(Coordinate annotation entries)
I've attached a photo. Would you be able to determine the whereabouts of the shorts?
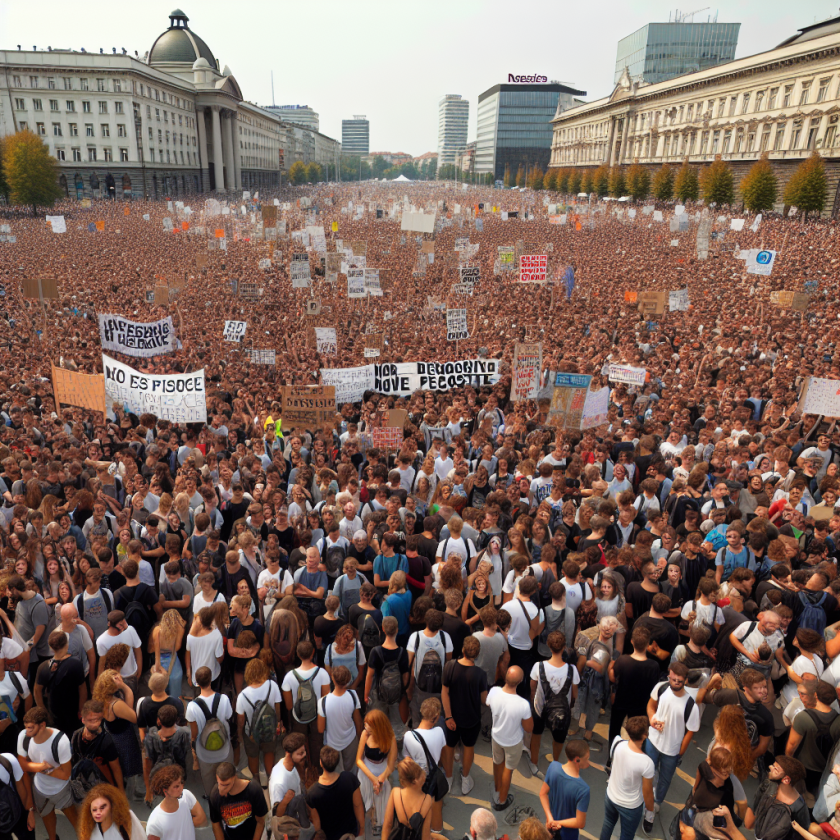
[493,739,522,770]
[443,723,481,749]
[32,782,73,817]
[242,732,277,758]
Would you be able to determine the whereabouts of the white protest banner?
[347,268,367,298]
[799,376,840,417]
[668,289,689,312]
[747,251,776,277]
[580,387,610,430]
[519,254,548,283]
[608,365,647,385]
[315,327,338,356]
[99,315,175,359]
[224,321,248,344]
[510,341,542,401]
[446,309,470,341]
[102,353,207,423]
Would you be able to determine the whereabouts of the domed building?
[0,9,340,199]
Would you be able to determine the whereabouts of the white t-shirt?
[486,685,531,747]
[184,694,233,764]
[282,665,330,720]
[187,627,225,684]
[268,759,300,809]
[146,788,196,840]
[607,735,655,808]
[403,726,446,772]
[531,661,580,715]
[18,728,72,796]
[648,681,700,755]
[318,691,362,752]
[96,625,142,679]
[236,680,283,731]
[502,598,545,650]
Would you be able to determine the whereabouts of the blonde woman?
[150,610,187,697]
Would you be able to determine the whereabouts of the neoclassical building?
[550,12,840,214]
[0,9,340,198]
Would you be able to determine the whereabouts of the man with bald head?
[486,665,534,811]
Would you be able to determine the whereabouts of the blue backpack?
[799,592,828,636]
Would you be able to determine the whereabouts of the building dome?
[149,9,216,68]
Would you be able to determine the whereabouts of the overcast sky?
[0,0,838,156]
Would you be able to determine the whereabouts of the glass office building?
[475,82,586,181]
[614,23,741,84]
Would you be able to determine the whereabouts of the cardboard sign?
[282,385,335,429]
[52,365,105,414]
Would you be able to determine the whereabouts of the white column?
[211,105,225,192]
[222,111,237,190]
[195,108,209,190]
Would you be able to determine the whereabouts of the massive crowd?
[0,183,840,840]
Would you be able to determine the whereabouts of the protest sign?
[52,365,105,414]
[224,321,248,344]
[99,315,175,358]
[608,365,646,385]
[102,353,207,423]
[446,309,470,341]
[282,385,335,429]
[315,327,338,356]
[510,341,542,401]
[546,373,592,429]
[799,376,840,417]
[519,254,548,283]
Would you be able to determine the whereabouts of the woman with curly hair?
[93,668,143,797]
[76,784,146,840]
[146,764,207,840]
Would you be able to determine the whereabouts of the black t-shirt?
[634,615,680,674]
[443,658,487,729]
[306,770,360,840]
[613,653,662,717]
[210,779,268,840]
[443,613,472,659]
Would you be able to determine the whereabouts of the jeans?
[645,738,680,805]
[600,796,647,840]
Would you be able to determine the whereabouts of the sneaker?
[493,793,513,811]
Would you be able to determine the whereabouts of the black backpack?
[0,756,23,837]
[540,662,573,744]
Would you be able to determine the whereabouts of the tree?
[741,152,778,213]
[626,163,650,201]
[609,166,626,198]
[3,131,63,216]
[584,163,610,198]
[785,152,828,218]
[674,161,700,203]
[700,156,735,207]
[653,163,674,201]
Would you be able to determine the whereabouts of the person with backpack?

==

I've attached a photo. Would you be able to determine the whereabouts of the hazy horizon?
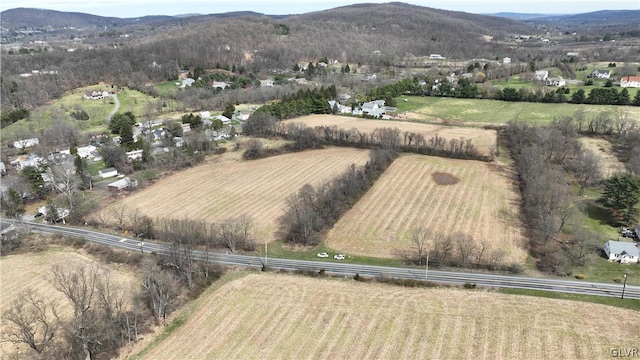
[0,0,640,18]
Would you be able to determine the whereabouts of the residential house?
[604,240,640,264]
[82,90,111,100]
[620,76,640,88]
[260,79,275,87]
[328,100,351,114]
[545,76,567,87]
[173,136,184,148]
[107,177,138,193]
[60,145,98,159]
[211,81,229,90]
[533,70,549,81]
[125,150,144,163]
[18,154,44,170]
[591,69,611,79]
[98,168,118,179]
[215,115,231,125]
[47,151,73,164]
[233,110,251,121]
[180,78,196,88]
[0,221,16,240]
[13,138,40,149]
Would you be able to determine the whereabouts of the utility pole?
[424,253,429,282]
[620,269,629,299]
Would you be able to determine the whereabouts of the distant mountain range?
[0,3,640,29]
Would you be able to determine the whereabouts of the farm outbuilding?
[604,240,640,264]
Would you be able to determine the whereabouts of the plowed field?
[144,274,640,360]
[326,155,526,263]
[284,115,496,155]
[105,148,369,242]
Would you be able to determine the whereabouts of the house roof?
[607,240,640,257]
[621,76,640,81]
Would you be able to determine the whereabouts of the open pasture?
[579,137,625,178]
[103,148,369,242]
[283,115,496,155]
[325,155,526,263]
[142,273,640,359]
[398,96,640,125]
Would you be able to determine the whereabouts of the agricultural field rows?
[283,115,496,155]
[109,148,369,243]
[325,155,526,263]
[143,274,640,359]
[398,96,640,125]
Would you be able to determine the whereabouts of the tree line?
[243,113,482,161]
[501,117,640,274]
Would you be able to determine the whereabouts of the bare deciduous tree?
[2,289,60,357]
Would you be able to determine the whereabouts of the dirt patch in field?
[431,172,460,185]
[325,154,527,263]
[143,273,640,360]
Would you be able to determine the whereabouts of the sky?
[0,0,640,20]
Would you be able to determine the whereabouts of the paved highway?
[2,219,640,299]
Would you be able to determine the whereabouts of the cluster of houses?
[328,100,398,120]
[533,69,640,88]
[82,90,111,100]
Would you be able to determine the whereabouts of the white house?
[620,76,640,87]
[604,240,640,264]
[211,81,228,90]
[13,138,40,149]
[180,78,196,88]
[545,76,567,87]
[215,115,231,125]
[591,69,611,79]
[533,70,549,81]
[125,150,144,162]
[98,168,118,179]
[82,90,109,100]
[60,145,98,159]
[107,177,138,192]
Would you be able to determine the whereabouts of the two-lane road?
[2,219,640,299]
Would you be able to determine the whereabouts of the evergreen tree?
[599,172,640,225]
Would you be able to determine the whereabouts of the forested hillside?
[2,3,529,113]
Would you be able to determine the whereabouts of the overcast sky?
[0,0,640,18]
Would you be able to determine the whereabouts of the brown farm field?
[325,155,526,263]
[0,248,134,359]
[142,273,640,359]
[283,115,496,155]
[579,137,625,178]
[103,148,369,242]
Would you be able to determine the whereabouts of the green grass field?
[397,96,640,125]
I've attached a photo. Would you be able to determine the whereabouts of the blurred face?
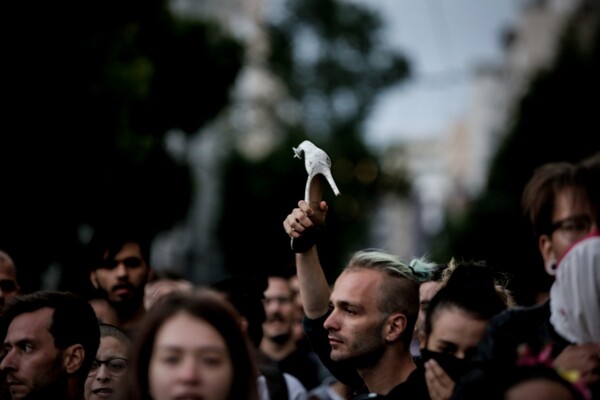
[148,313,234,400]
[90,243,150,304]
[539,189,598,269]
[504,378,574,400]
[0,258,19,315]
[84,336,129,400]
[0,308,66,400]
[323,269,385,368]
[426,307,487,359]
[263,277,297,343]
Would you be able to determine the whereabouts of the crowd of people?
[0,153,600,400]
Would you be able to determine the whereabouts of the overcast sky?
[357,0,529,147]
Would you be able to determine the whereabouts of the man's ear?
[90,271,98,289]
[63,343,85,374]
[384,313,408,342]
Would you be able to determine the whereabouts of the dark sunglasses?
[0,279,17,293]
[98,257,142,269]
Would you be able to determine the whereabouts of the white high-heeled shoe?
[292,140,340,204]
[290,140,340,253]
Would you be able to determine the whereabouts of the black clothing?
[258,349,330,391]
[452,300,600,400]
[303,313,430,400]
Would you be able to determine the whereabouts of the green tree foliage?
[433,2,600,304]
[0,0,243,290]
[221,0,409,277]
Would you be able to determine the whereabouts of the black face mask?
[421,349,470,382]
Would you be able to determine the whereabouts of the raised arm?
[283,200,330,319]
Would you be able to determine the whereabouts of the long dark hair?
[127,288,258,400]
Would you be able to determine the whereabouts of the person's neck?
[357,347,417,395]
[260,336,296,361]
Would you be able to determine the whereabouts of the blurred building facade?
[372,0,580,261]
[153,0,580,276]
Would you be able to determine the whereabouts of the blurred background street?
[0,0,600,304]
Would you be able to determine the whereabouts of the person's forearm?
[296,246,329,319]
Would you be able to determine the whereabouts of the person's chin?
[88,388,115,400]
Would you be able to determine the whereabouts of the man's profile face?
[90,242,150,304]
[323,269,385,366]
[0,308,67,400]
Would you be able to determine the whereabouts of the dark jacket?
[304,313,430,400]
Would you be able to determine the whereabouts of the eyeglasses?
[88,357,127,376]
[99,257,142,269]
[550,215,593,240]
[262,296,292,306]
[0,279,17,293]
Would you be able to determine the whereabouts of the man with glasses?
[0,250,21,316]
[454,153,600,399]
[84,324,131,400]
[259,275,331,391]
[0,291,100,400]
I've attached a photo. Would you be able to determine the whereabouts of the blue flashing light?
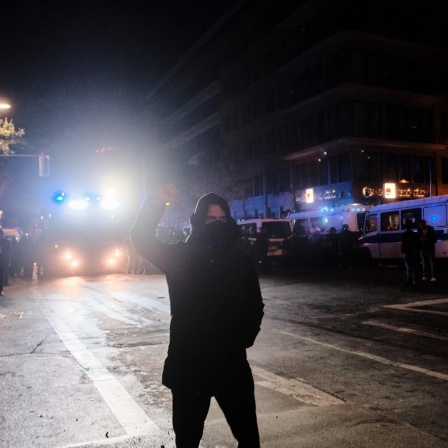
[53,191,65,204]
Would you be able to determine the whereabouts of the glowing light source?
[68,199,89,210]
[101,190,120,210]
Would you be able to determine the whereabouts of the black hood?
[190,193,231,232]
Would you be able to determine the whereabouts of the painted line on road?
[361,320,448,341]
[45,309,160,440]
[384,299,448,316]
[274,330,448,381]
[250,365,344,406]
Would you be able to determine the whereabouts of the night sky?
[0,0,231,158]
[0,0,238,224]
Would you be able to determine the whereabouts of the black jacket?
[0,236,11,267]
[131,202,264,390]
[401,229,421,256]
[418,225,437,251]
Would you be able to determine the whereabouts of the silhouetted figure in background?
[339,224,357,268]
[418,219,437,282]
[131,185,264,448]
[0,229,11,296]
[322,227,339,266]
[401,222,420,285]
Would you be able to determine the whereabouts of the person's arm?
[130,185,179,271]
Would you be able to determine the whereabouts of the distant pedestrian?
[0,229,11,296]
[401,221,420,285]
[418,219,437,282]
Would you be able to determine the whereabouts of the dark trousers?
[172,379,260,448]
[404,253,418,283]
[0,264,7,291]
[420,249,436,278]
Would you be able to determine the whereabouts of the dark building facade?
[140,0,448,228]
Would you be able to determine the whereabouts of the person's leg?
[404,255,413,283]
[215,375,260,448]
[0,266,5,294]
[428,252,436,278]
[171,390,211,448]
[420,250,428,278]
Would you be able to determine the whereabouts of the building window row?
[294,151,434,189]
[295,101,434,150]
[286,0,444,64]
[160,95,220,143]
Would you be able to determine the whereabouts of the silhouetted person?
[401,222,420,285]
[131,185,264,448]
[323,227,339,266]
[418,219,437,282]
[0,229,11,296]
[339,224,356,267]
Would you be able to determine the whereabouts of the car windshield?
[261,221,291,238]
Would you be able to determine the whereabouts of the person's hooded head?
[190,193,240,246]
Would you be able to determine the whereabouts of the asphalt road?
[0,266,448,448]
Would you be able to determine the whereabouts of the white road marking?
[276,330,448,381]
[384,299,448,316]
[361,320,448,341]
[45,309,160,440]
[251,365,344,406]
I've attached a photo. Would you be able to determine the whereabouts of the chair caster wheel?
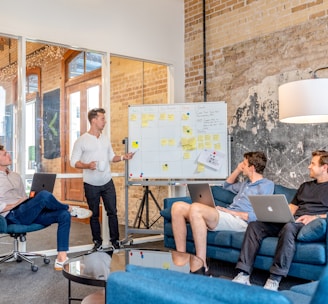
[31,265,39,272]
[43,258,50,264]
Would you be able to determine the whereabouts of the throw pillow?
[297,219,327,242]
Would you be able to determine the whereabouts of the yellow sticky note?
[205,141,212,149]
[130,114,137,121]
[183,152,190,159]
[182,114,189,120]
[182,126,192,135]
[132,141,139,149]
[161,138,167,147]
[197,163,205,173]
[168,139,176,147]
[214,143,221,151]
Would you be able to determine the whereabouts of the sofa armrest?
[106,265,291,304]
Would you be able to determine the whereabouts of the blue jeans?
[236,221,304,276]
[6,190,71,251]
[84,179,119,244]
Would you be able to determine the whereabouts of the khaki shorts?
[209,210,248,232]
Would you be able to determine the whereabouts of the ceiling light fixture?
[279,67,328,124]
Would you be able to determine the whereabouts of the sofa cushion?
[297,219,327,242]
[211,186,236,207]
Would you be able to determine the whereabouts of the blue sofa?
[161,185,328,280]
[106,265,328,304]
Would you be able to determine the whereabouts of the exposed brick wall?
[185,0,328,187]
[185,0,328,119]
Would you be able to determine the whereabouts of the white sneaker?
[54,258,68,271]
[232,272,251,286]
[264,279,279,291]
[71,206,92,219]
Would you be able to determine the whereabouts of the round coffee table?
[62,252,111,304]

> Do this
Convert the entries starting at the line containing "of the shorts?" and ending at the line containing "[0,183,840,840]" into a Markdown table with the columns No. and Entry Line, one row per line, with blank lines omitted. Leave the picture out of the table.

> Exercise solution
| No. | Entry Line |
|---|---|
| 1 | I've attached a photo. Would you be able to determine the whereabouts of the shorts? |
| 2 | [493,739,522,770] |
| 3 | [443,723,481,749] |
| 4 | [32,782,73,817] |
| 5 | [242,732,277,758] |
| 6 | Would you be able to determine the whereabouts of the white protest banner? |
| 7 | [347,268,367,298] |
| 8 | [799,376,840,417] |
| 9 | [668,289,689,312] |
| 10 | [747,251,776,277] |
| 11 | [580,387,610,430] |
| 12 | [519,254,548,283] |
| 13 | [608,365,647,385] |
| 14 | [315,327,338,356] |
| 15 | [99,315,175,359] |
| 16 | [224,321,248,344] |
| 17 | [510,341,542,401] |
| 18 | [446,309,470,341] |
| 19 | [102,353,207,423] |
| 20 | Would you be able to determine the whereabouts of the domed building? |
| 21 | [0,9,340,199] |
| 22 | Would you be able to determine the whereabouts of the white t-shirt? |
| 23 | [486,685,531,747] |
| 24 | [184,694,233,764] |
| 25 | [282,665,330,720] |
| 26 | [187,627,225,684] |
| 27 | [268,759,300,809] |
| 28 | [146,788,196,840] |
| 29 | [607,735,655,808] |
| 30 | [403,726,446,772] |
| 31 | [531,661,580,715] |
| 32 | [18,728,72,796] |
| 33 | [648,681,700,755] |
| 34 | [318,691,362,752] |
| 35 | [96,625,142,679] |
| 36 | [236,680,283,731] |
| 37 | [502,598,545,650] |
| 38 | Would you be able to determine the whereabouts of the blonde woman? |
| 39 | [150,610,187,697] |
| 40 | Would you be able to determine the whereabouts of the neoclassical building? |
| 41 | [550,12,840,214] |
| 42 | [0,9,340,198] |
| 43 | Would you be able to determine the whereabouts of the man with bald head? |
| 44 | [486,665,534,811] |
| 45 | Would you be able to determine the whereabouts of the blue backpack? |
| 46 | [799,592,828,636] |
| 47 | Would you be able to determine the whereabouts of the building dome? |
| 48 | [149,9,216,68] |
| 49 | Would you be able to determine the whereabouts of the overcast sky? |
| 50 | [0,0,838,156] |
| 51 | Would you be able to determine the whereabouts of the glass office building? |
| 52 | [475,82,586,181] |
| 53 | [614,23,741,84] |
| 54 | Would you be able to determine the whereabouts of the cardboard sign? |
| 55 | [282,385,335,429] |
| 56 | [52,365,105,414] |
| 57 | Would you be able to determine the whereabouts of the white column? |
| 58 | [211,105,225,192] |
| 59 | [222,111,237,190] |
| 60 | [195,108,209,190] |
| 61 | Would you be able to determine the whereabouts of the massive crowd? |
| 62 | [0,183,840,840] |